> **YOUR GOAL**
Output as a JSON list of strings the lines running from the start of the source records through the line containing "top-left (127, 46), bottom-right (142, 57)", one string per line with blank lines omitted.

Source records:
_ _ _ _

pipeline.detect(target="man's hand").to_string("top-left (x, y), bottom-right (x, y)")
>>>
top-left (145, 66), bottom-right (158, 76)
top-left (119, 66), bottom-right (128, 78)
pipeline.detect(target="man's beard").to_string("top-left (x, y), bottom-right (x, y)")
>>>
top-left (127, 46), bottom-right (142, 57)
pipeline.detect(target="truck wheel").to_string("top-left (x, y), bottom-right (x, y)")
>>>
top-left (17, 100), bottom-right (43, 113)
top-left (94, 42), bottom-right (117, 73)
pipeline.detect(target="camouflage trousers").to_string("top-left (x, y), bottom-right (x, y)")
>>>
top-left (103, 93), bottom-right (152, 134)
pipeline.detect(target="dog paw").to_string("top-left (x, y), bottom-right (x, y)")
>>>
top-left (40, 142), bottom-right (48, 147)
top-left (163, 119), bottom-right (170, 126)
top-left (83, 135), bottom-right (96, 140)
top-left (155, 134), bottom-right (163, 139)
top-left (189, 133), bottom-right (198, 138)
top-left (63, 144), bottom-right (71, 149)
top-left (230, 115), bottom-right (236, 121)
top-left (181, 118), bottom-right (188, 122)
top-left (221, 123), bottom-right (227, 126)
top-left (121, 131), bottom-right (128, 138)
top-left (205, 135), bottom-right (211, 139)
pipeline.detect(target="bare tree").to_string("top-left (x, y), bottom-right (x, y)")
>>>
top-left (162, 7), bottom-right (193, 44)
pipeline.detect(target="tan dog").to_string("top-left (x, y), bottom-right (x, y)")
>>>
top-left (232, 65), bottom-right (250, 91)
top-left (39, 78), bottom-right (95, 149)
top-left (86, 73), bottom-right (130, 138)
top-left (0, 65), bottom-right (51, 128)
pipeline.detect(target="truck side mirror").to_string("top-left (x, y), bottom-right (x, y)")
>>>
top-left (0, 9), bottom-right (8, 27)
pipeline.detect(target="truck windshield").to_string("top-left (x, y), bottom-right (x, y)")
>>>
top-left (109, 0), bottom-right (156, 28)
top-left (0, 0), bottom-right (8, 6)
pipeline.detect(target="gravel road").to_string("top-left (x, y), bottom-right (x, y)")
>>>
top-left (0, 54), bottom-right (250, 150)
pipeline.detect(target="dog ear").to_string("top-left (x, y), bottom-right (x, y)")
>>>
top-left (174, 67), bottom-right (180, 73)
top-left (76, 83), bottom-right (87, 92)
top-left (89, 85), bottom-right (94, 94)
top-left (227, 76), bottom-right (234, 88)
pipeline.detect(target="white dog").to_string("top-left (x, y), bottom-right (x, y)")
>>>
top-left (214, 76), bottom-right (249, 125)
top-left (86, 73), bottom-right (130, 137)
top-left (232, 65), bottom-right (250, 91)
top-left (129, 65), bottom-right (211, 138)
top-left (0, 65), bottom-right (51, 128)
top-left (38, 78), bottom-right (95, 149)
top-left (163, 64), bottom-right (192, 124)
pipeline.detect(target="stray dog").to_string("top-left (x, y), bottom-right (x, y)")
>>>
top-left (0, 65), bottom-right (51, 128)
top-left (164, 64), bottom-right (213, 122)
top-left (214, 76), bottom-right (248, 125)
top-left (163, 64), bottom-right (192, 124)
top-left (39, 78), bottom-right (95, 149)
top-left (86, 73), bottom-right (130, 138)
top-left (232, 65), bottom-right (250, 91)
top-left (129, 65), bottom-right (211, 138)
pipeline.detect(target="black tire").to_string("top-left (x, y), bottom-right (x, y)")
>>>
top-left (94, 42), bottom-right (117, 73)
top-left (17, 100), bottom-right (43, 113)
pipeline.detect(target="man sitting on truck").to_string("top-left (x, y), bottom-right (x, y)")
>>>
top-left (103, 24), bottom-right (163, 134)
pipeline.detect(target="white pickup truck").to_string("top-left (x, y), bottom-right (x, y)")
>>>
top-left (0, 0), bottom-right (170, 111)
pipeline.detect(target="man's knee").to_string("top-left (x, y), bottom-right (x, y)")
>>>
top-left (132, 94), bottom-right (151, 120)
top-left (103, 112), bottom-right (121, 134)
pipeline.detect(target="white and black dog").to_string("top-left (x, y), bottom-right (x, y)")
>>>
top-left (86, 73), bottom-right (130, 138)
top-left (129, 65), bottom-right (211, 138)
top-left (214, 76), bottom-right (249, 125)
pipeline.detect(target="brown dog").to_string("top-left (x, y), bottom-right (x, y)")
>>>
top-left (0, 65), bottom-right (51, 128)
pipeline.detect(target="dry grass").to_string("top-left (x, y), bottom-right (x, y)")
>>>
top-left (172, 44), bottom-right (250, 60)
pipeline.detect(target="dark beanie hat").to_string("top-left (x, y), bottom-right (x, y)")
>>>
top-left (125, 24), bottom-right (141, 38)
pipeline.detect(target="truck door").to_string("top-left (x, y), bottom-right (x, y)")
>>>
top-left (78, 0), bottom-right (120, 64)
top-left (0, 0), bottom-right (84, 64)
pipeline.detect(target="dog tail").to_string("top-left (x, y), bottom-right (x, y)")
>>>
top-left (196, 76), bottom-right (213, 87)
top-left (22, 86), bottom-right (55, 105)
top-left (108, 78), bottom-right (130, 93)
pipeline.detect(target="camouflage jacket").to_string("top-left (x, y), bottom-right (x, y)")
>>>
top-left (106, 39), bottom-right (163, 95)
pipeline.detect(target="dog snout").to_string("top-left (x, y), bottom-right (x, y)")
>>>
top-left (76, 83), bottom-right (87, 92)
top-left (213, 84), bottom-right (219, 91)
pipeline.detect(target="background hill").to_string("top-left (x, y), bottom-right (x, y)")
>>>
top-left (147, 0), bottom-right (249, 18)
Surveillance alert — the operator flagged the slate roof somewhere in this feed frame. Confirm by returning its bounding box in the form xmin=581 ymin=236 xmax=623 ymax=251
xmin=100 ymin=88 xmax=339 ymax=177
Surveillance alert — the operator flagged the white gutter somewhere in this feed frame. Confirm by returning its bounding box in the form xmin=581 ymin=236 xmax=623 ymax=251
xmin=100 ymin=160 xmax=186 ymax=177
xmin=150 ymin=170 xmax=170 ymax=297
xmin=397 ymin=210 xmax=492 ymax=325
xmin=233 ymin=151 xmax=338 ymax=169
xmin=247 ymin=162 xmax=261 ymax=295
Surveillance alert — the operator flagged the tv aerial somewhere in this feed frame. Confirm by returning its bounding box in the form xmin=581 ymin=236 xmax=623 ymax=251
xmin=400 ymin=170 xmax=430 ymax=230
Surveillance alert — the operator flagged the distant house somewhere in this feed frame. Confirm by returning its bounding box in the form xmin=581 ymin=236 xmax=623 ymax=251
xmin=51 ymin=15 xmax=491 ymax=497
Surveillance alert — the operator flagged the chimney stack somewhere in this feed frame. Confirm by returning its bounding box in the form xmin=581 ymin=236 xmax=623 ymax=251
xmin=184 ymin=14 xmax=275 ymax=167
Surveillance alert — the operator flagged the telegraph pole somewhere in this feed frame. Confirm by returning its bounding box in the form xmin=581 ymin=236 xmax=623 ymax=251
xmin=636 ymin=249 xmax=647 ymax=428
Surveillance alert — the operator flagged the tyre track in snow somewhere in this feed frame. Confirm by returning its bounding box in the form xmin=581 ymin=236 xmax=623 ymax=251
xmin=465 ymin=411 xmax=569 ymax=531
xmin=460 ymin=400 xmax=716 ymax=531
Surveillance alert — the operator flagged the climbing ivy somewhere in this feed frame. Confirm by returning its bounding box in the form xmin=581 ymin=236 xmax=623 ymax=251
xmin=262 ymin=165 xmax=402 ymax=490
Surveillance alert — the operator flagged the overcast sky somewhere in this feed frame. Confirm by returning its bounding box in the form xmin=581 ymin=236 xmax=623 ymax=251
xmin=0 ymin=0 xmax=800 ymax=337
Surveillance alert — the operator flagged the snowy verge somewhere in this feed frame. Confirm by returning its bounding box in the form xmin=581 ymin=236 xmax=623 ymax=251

_ _ _ _

> **ANSWER FOR THE TASK**
[
  "pipeline.detect(target=\"man's hand\").to_string(\"top-left (x, y), bottom-right (x, y)\")",
  ">>>",
  "top-left (145, 66), bottom-right (158, 76)",
  "top-left (119, 66), bottom-right (128, 78)",
  "pipeline.detect(target=\"man's beard\").to_string(\"top-left (x, y), bottom-right (x, y)\")",
  ">>>",
  "top-left (127, 46), bottom-right (142, 57)"
]